**Source material:**
◇ ◇ ◇ ◇ ◇

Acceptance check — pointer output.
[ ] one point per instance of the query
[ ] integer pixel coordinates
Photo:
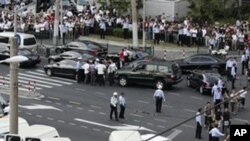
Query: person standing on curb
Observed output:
(198, 125)
(159, 97)
(113, 106)
(122, 103)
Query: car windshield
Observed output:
(24, 52)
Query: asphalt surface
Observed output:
(81, 112)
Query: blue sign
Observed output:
(18, 39)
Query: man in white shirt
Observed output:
(215, 133)
(122, 103)
(100, 67)
(113, 106)
(198, 124)
(159, 97)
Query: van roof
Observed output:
(37, 131)
(12, 34)
(4, 124)
(125, 135)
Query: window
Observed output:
(151, 68)
(4, 40)
(29, 41)
(164, 69)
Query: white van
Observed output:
(25, 41)
(4, 124)
(57, 139)
(38, 131)
(125, 135)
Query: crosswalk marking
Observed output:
(47, 79)
(63, 79)
(40, 81)
(24, 82)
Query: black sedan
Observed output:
(83, 47)
(203, 81)
(70, 55)
(34, 59)
(64, 68)
(202, 62)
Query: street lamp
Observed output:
(14, 60)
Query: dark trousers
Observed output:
(100, 78)
(111, 78)
(243, 66)
(102, 33)
(158, 104)
(125, 33)
(113, 109)
(198, 131)
(122, 111)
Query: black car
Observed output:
(34, 59)
(202, 62)
(64, 68)
(153, 72)
(70, 55)
(203, 81)
(83, 47)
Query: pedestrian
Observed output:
(215, 132)
(208, 114)
(122, 103)
(233, 75)
(111, 72)
(159, 97)
(101, 68)
(198, 124)
(113, 106)
(243, 63)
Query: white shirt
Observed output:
(159, 93)
(122, 100)
(198, 117)
(100, 68)
(114, 101)
(215, 132)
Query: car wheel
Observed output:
(49, 72)
(201, 90)
(58, 51)
(159, 84)
(123, 81)
(188, 83)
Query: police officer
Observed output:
(113, 106)
(215, 133)
(159, 97)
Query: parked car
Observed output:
(83, 47)
(34, 59)
(70, 55)
(64, 68)
(203, 81)
(202, 62)
(153, 72)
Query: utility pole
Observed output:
(134, 23)
(56, 23)
(13, 88)
(143, 25)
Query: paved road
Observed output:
(81, 112)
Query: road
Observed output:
(81, 112)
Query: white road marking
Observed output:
(161, 120)
(189, 126)
(46, 79)
(144, 102)
(174, 134)
(190, 110)
(197, 98)
(94, 106)
(136, 115)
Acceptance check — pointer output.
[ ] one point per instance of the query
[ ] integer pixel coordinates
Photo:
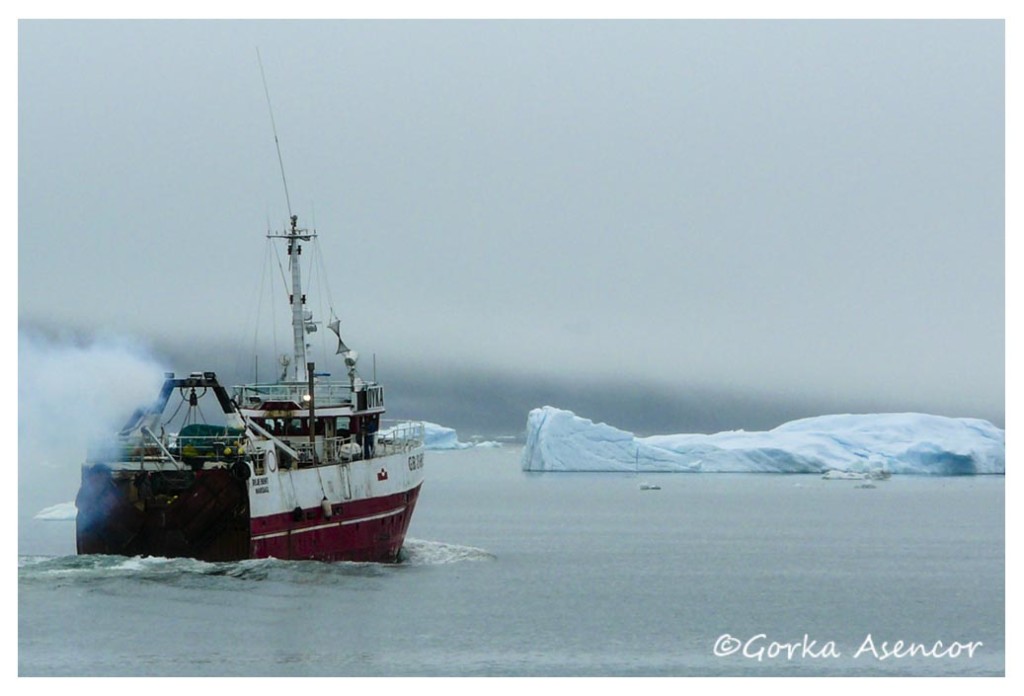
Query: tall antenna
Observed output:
(273, 126)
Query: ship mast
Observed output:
(298, 299)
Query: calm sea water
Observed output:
(510, 573)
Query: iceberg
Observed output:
(875, 445)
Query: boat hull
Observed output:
(207, 515)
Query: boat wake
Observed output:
(100, 569)
(421, 553)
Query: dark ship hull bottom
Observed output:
(206, 515)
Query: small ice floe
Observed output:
(872, 475)
(837, 475)
(59, 513)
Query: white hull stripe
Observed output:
(330, 524)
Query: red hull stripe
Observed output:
(299, 530)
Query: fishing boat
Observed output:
(300, 468)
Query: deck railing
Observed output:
(172, 449)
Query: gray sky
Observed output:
(787, 210)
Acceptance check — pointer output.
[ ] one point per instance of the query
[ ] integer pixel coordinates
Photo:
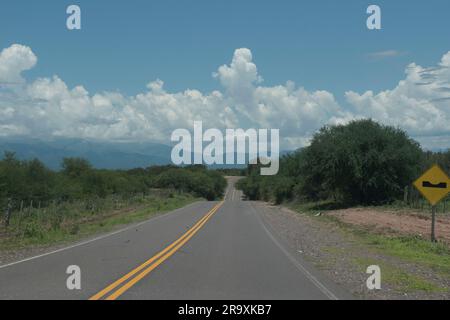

◇ ◇ ◇ ◇ ◇

**What this task involves:** The answer is one number: how many lines of the material above contain "shirt".

**Answer to this exercise:** 2